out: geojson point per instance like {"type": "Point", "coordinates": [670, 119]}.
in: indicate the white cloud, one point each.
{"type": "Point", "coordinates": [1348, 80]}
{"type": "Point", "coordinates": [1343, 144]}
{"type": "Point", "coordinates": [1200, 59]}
^^^^
Return the items above word for word, keeping every line unchanged.

→ Written solution:
out: geojson point per instance like {"type": "Point", "coordinates": [670, 119]}.
in: indicate the white cloud, one point each.
{"type": "Point", "coordinates": [1348, 80]}
{"type": "Point", "coordinates": [1343, 144]}
{"type": "Point", "coordinates": [1200, 59]}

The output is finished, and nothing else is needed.